Start of Page text

The authors speculate about fluorescent dyes for in vivo investigations. They cite Minsky‘s patent, thank Steve Baer, at the time a doctoral student at the Albert Einstein School of Medicine in New York City where he developed a confocal line scanning microscope,[23] for suggesting to use a laser with ‚Minsky‘s microscope‘ and thank Galambos, Hadravsky and Petráň for discussions leading to the development of their microscope. The motivation for their development was that in the Tandem-Scanning-Microscope only a fraction of 10−7 of the illumination light participates in generating the image in the eye piece. Thus, image quality was not sufficient for most biological investigations.[11][24]
1977 – 1985: point scanners with lasers and stage scanning
In 1977 Colin J. R. Sheppard and A. Choudhury, Oxford, UK, published a theoretical analysis of confocal and laser-scanning microscopes.[25] It is probably the first publication using the term „confocal microscope“.[11][24]
In 1978, the brothers Christoph Cremer and Thomas Cremer published a design for a confocal laser-scanning-microscope using fluorescent excitation with electronic autofocus. They also suggested a laser point illumination by using a „4π-point-hologramme“.[24][26]
In 1978 and 1980, the Oxford-group around Colin Sheppard and Tony Wilson described a confocal with epi-laser-illumination, stage scanning and photomultiplier tubes as detectors. The stage could move along the optical axis, allowing optical serial sections.[24]
In 1979 Fred Brakenhoff and coworkers demonstrated that the theoretical advantages of optical sectioning and resolution improvement are indeed achievable in practice. In 1985 this group became the first to publish convincing images taken on a confocal microscope that were able to answer biological questions.[27] Shortly after many more groups started using confocal microscopy to answer scientific questions that until now had remained a mystery due to technological limitations.

End of Page text

**Apply what you read**:
(a) Do these statements agree with the passage on confocal microscopy? Answer yes or no for each, quoting the words of the passage that decide it.
(i) Sheppard and Choudhury's 1977 publication was a theoretical analysis.
(ii) In the Oxford group's design, the stage could not move along the optical axis.
(iii) Brakenhoff's group first published convincing biological images from a confocal microscope in 1979.
(b) Answer these from the passage on confocal microscopy:
(i) Where was Steve Baer a doctoral student?
(ii) What served as detectors in the confocal described by the Oxford group?
(iii) What did the Cremer brothers suggest using for laser point illumination?
(c) Could you turn the paragraph beginning "In 1979 Fred Brakenhoff" in the passage on confocal microscopy into a short list that keeps its main facts?

Start of Recorded data

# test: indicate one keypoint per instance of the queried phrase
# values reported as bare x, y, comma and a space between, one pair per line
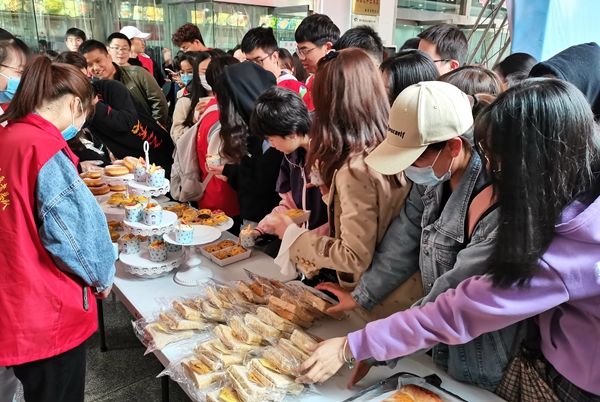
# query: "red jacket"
42, 307
218, 194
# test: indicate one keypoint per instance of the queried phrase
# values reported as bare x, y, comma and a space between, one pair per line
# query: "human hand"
216, 170
278, 224
344, 296
325, 361
104, 294
360, 371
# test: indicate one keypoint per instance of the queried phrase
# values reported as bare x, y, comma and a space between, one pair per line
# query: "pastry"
117, 187
264, 330
187, 312
99, 190
115, 170
279, 304
243, 332
92, 182
272, 319
301, 339
288, 347
413, 393
273, 380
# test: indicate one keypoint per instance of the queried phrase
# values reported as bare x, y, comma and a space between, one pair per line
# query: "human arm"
182, 107
73, 228
116, 107
155, 98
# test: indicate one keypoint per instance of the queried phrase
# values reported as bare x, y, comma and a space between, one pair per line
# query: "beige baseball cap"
425, 113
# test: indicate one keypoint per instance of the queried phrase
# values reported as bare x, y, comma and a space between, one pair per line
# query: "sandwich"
187, 312
277, 308
413, 393
266, 331
225, 334
161, 338
272, 319
175, 323
247, 390
309, 309
225, 394
288, 347
293, 308
279, 360
209, 311
250, 294
301, 339
217, 299
202, 380
273, 380
318, 303
245, 333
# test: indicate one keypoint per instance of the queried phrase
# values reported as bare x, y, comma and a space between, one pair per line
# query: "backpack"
186, 182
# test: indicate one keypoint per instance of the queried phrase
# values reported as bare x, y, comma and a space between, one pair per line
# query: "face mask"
425, 176
205, 83
72, 131
11, 87
186, 78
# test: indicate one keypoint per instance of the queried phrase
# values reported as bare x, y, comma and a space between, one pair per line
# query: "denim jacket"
72, 226
436, 241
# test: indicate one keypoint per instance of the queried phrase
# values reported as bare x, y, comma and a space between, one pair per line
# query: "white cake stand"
193, 272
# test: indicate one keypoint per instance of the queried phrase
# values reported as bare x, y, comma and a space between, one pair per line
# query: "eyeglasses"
12, 68
304, 52
260, 62
119, 49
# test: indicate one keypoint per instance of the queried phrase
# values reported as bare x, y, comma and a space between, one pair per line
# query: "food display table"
138, 295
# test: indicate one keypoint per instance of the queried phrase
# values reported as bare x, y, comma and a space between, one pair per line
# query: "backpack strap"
480, 205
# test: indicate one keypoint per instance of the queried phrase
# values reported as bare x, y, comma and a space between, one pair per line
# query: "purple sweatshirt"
564, 295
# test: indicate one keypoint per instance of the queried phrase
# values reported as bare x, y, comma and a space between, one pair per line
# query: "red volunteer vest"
42, 307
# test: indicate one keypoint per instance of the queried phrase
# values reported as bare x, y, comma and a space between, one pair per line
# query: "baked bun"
116, 170
413, 393
117, 188
100, 190
92, 182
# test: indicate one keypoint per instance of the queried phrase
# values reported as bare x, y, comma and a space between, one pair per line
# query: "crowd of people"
453, 206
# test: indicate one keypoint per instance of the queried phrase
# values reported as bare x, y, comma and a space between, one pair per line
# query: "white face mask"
205, 83
425, 176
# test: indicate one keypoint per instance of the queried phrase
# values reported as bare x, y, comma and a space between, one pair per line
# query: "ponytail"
43, 82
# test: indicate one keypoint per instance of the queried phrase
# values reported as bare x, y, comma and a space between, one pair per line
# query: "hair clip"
332, 54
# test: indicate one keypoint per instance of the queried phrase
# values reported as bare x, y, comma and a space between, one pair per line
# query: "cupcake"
158, 251
247, 237
173, 248
152, 214
184, 233
131, 244
155, 177
139, 171
213, 160
133, 211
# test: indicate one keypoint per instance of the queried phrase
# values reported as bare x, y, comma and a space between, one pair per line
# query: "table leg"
165, 388
103, 347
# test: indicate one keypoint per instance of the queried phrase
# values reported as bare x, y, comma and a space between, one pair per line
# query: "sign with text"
366, 7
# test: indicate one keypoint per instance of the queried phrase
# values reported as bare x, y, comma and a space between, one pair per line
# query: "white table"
138, 295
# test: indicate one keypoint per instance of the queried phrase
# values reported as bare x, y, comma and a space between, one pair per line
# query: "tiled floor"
123, 373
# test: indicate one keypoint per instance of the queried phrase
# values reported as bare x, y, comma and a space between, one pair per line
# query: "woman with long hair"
348, 124
54, 235
544, 263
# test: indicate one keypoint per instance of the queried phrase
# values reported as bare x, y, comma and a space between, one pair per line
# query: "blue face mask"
72, 131
186, 78
11, 87
425, 176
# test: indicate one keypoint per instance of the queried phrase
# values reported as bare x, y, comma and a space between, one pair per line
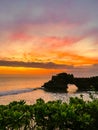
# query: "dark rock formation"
59, 82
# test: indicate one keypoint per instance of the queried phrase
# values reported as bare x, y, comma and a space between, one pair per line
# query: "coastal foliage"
60, 81
52, 115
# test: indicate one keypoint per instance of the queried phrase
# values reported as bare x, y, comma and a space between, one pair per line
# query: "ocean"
16, 88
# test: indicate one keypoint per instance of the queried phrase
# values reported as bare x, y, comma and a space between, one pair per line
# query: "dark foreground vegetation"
53, 115
59, 82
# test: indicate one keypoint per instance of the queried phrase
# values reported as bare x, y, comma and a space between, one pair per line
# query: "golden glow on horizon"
28, 71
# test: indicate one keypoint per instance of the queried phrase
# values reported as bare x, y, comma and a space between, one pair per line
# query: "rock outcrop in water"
59, 82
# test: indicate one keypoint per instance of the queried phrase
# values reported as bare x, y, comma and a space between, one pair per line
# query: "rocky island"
59, 83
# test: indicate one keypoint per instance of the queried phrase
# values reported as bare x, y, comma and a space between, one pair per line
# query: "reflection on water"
72, 88
20, 84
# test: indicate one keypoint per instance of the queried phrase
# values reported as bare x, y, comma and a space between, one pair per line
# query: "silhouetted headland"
59, 83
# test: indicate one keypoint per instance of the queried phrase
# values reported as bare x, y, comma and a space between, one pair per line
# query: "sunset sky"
44, 37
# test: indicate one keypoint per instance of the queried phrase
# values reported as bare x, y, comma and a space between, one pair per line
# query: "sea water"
16, 88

End of Recorded data

**Solutions to the tasks**:
(a)
(i) Yes: "published a theoretical analysis of confocal and laser-scanning microscopes"
(ii) No: "The stage could move along the optical axis, allowing optical serial sections."
(iii) No: "In 1985 this group became the first to publish convincing images taken on a confocal microscope that were able to answer biological questions."

(b)
(i) The Albert Einstein School of Medicine in New York City
(ii) Photomultiplier tubes
(iii) A „4π-point-hologramme“

(c)
- 1979: Fred Brakenhoff and coworkers showed that the theoretical advantages of optical sectioning and resolution improvement can be achieved in practice.
- 1985: The group became the first to publish convincing confocal images that could answer biological questions.
- Shortly after, many more groups began using confocal microscopy to answer scientific questions that technological limitations had left unresolved.